Aufgabe: Setzen Sie das unten stehende Interview mit der Flugbegleiterin im Anschluss an seinen letzten Satz fort.

━━━━━ Textauszug

Austrian Wings: Das klingt alles ziemlich wild. Hand aufs Herz: Wird hier nicht doch ein wenig übertrieben, um Mitleid zu erhaschen? Immerhin ist der Wind am Arbeitsmarkt insgesamt rauer geworden, in allen Branchen.

Flugbegleiterin: Überhaupt nicht, wobei ich die Kritiker sogar bis zu einem gewissen Grad verstehen kann. Denn ich sage Ihnen ehrlich: Wenn mir vorher jemand erzählt hätte, wie die Dinge bei uns laufen, hätte ich ihm kein Wort geglaubt und gesagt: Hör auf, erzähl' doch keine Märchen. Aber ich erlebe diesen Wahnsinn jeden Tag aufs Neue, daher muss ich leider bestätigen, dass es tatsächlich so abläuft und wir keinesfalls übertreiben. Niemals hätte ich solche Zustände im Flugbetrieb einer österreichischen Airline für möglich gehalten.

━━━━━━━━━━
━━━━━ Bereitgestellte Daten

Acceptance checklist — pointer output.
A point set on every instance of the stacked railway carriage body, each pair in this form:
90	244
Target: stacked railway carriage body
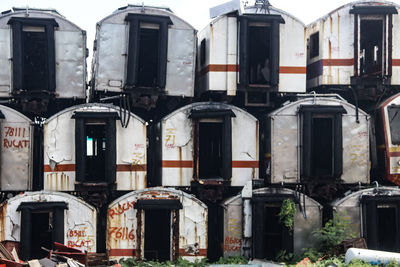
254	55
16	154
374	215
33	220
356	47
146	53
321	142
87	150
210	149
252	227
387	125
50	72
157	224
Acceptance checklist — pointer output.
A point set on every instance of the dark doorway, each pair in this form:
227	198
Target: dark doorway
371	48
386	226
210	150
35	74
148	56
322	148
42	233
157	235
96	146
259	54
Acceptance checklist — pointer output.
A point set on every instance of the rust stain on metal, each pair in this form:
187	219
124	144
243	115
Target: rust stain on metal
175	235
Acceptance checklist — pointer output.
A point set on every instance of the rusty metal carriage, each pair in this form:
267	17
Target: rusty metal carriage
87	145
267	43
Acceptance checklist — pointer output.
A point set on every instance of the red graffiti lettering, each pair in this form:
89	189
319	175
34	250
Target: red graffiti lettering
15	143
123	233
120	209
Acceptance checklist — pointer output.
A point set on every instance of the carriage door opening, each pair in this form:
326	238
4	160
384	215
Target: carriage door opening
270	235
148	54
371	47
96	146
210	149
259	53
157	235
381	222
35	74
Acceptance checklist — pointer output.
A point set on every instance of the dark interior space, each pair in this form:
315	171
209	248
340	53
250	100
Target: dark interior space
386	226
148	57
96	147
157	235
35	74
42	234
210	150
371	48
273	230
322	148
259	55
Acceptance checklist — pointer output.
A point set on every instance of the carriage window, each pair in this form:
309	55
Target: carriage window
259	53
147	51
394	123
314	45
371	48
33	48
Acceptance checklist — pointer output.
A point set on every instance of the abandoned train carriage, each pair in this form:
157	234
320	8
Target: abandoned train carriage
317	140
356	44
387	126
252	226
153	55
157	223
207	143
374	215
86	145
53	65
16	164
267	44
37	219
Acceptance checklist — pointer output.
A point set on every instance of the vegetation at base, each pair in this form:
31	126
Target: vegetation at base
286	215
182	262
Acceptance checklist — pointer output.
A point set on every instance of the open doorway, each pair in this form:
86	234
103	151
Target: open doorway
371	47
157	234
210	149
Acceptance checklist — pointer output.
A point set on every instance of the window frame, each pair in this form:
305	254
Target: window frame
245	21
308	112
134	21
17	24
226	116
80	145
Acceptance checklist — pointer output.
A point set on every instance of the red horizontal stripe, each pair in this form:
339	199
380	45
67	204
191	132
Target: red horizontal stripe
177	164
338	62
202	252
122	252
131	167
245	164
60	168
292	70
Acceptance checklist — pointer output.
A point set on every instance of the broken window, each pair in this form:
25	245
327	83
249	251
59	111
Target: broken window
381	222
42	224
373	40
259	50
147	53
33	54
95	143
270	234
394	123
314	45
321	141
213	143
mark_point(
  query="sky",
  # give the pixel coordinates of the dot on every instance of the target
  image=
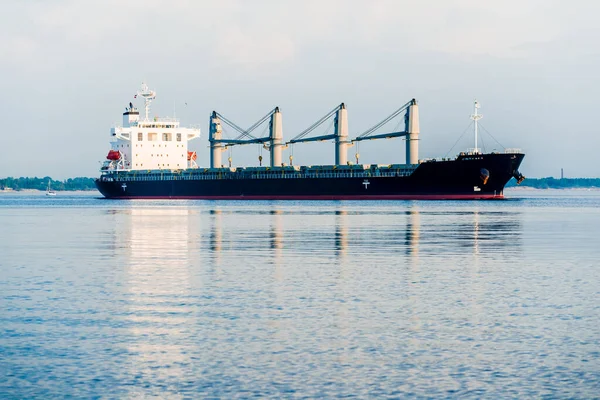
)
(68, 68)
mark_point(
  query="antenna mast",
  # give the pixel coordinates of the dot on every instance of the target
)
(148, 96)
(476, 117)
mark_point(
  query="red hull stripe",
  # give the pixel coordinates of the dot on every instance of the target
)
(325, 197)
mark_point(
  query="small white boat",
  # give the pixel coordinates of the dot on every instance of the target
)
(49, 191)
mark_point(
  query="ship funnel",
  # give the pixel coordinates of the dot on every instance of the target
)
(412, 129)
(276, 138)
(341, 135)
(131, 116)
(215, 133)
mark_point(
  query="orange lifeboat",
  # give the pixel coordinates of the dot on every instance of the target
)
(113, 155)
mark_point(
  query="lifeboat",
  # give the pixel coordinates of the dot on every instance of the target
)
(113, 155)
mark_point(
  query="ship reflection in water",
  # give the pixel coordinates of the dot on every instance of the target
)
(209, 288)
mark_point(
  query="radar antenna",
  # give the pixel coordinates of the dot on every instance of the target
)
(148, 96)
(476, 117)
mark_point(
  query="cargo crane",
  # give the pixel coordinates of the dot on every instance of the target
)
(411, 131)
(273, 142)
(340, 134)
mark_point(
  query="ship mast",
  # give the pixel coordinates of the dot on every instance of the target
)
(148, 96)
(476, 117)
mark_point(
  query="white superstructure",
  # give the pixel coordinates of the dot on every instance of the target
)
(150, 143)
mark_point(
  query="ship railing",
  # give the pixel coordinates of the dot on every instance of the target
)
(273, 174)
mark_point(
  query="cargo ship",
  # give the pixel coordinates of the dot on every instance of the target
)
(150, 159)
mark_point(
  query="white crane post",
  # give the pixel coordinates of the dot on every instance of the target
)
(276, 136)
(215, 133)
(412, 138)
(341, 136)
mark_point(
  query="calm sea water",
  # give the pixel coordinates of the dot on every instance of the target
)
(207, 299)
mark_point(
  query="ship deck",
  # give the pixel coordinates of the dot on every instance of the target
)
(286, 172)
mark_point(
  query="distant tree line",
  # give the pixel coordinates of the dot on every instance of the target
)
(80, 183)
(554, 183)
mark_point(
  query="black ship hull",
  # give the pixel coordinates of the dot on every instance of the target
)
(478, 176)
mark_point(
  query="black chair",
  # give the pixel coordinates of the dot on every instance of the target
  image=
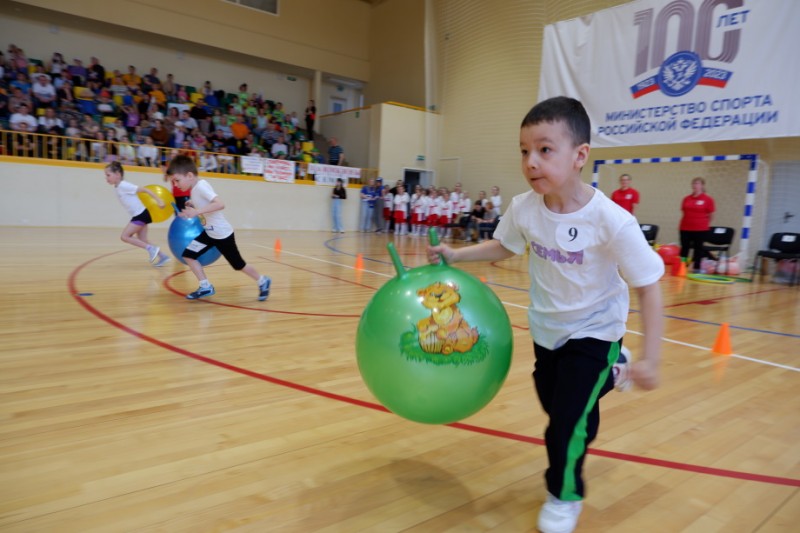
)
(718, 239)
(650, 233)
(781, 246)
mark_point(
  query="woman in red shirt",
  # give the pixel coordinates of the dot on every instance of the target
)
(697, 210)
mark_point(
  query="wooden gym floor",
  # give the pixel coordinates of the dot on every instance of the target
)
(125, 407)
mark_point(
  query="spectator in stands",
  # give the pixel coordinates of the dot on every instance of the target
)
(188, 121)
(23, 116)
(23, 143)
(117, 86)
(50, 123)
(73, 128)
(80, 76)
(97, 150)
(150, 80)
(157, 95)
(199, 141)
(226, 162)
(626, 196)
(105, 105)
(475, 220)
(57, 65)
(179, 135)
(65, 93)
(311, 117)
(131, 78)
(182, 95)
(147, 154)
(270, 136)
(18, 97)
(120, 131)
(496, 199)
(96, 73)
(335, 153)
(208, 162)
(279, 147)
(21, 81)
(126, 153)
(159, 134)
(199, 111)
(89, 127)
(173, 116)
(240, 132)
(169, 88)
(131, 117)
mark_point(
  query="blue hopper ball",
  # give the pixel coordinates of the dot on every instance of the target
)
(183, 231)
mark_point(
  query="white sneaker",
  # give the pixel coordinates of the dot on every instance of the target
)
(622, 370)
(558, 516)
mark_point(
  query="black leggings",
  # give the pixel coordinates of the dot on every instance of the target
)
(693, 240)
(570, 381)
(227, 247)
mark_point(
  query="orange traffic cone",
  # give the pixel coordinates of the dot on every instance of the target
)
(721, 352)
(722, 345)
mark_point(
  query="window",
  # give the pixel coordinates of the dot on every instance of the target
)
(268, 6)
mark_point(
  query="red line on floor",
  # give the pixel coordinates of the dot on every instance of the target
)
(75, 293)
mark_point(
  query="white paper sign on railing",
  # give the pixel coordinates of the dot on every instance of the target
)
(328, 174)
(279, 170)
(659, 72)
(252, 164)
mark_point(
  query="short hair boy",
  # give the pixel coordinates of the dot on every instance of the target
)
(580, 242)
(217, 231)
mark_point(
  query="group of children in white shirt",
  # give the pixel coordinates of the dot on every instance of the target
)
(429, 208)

━━━━━━━━━━

Lösung:
Austrian Wings: Nach Bekanntwerden der Vorwürfe kam in sozialen Medien immer wieder von Außenstehenden die Frage auf, warum man sich dann überhaupt bewirbt. Man wisse schließlich was man für einen Vertrag unterschreibe.

Flugbegleiterin: Das stimmt so nicht ganz. Man erfährt zunächst ja nur das Grundgehalt und dann wird einem teilweise schon beim Auswahlverfahren, auf jeden Fall aber im Kurs, das Blaue vom Himmel versprochen. Durch Zulagen, Bordverkauf, etc … würde man sogar mehr verdienen als die Kollegen der AUA, heißt es. Am Ende bleiben durchschnittlich gerade einmal 1.200 Euro netto übrig, deutlich weniger als uns suggeriert wurde.

Austrian Wings: Wir haben von mehreren Flugbegleitern gehört, dass die Gehaltsabrechnungen öfter nicht stimmen sollen.

Flugbegleiterin: Das kann ich aus eigener Erfahrung absolut bestätigen. Zulagen und Provisionen aus dem Bordverkauf wurden wiederholt nicht korrekt abgerechnet. Ich weiß auch von Kollegen, dass es ihnen genau so ergangen ist. Diejenigen von uns, die sich Kopien der Verkaufsbelege aufheben, können dann bei der Personalverrechnung die Nachzahlung fordern, die anderen bekommen wahrscheinlich nicht einmal mit, dass sie zu wenig Geld überwiesen bekommen haben.

Austrian Wings: Glauben Sie, dahinter steckt System seitens des Unternehmens?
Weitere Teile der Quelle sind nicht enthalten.